Aim -
Quote the records that follow in full and exactly; leave out the pictures.

★ ★ ★ ★ ★ ★ ★

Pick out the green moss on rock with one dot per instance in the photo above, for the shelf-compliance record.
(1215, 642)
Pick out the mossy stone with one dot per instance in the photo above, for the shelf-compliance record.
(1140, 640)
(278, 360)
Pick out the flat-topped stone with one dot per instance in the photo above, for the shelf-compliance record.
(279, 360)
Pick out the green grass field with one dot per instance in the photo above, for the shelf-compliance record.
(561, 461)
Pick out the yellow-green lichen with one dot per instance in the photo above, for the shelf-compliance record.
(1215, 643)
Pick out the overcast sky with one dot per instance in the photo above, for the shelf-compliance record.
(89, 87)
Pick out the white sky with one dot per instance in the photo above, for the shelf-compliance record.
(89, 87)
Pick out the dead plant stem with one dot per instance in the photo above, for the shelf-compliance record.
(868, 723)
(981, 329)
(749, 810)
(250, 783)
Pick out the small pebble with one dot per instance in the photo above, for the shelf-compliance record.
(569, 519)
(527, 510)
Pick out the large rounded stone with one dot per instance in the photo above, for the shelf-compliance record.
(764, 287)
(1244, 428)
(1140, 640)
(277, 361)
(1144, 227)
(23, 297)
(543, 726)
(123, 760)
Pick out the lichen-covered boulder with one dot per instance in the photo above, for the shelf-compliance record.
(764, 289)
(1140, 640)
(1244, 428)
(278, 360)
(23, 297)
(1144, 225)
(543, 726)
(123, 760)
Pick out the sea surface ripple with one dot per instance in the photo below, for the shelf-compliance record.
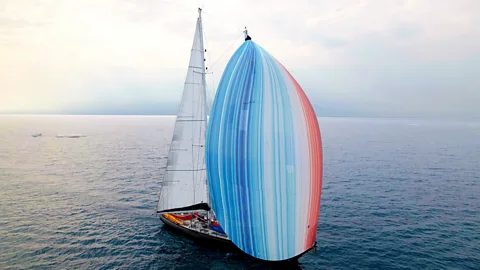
(397, 194)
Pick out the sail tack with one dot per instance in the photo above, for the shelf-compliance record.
(184, 186)
(264, 157)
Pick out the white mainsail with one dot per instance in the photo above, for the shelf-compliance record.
(184, 187)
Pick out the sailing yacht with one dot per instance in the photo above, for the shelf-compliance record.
(184, 202)
(252, 178)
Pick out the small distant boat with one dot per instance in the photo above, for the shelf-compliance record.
(71, 136)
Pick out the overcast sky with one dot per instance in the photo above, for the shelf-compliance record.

★ ★ ★ ★ ★ ★ ★

Problem solution -
Pick out the green moss on rock with one dot per instance in the photo above, for the shelf-compliance record.
(1215, 642)
Pick out the mossy stone with one dot per instance in the photo above, for the shelf-compliance record.
(1140, 640)
(278, 360)
Pick out the flat-topped stone with one dot per instance in the photo above, for the shelf-compliance record.
(279, 360)
Pick out the green grass field with one dot per instance in the photo above, for the shelf-compliance record.
(561, 461)
Pick out the yellow-green lichen with one dot per instance in the photo above, for the shelf-compliance record.
(1215, 643)
Pick out the overcast sky with one dot per instance in the photo above, for the shelf-compliance record.
(89, 87)
Pick out the white sky with one dot per instance in the photo above, for the shelf-compliance record.
(89, 87)
Pick out the dead plant stem with one dot per instance in the photo above, for the shelf-compliance record.
(868, 723)
(981, 329)
(749, 810)
(250, 783)
Pick out the small pebble with one dot per instance in the photo above, for the shelf-compliance record.
(569, 519)
(527, 510)
Pick out the large rounded stone with one dot per instance in the photo above, for the shelf-compliance record.
(764, 287)
(1244, 428)
(1140, 640)
(277, 361)
(1144, 227)
(23, 297)
(543, 726)
(123, 760)
Pick out the lichen-covered boulder with one dot per instance in the photo above, for the shelf-compliance record.
(764, 289)
(1140, 640)
(1244, 428)
(278, 360)
(23, 297)
(1144, 225)
(543, 726)
(123, 760)
Pick out the sea surface ripple with one dot per instance in the photo below, for the shelf-compliance record.
(397, 194)
Pick out the sail tack with one dot per instance in the photo above, for the shelf-compliance record.
(184, 186)
(264, 157)
Pick out the white mainsail with one dot per instance in the photo above, for the shelf-compliance record.
(184, 187)
Pick out the sailing yacht with one dot per instance in the photo above, for the shelf-compliance record.
(184, 202)
(252, 178)
Pick out the small distant boat with one dot per instance in the photo above, for the shelf-compliance record.
(71, 136)
Pick out the overcast sky with one dot per instance in the photo above, for the shelf-compliance record.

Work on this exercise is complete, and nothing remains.